#### Task instructions
Reproduce the listing below line for line, without changing anything.

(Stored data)
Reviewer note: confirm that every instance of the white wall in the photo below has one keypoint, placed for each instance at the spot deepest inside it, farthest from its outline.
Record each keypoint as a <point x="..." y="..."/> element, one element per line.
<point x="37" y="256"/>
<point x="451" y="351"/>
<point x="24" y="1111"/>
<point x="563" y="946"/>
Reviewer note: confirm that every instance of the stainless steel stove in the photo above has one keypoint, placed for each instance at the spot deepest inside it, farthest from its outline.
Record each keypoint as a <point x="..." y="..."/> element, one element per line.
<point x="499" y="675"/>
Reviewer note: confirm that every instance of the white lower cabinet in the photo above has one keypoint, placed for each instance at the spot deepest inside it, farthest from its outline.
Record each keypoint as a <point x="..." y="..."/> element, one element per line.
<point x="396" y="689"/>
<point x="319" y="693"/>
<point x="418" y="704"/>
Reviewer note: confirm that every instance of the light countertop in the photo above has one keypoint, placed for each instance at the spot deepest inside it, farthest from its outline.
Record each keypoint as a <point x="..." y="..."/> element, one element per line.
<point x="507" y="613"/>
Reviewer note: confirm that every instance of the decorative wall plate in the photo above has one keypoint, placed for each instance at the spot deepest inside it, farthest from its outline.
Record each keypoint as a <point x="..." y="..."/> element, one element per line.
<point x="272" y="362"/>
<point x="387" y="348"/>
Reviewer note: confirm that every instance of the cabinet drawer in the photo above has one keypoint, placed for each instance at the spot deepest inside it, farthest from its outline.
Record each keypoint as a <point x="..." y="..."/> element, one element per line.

#### Response to the exercise
Reviewer note: confirm that every instance of the white wall in the photo below has one keypoint, placed for each instance at the spot deepest inside it, farthest from its outline.
Record each keypoint as a <point x="..." y="..."/> element, one element per line.
<point x="37" y="256"/>
<point x="451" y="351"/>
<point x="24" y="1111"/>
<point x="563" y="946"/>
Reviewer note: confirm that every instance of the stainless steel stove in the photo above has one keypoint, placed for each instance at the spot deepest inside it, farthest from its outline.
Record each keypoint as a <point x="..." y="..."/> element, one element per line.
<point x="499" y="675"/>
Reviewer note: confirm that every instance of the white lower cabinet in the photo above has one keypoint, placed for each instance at the spot deepest inside it, farthest from its outline.
Record each keypoint as a <point x="..." y="..."/> element, one element per line.
<point x="396" y="689"/>
<point x="319" y="693"/>
<point x="418" y="704"/>
Reviewer note: confirm that every instance of the light countertop in the photo above has one keypoint, placed for each instance at the spot deepest inside it, farthest from its outline.
Record each keypoint as a <point x="..." y="..."/> element, one element per line.
<point x="507" y="613"/>
Reviewer note: confirm that every instance of the decorative wall plate in the photo above has one keypoint, placed for each instance at the spot deepest inside it, farthest from its outline.
Record each keypoint as a <point x="..." y="..."/> element, one element per line.
<point x="272" y="362"/>
<point x="387" y="348"/>
Reviewer note: confirm that every instance of the cabinet drawer in the photo above has one keypoint, placed for each instance at the spot deepest inside it, farthest from its outline.
Record each keypoint as a <point x="..." y="..."/> element, one element per line.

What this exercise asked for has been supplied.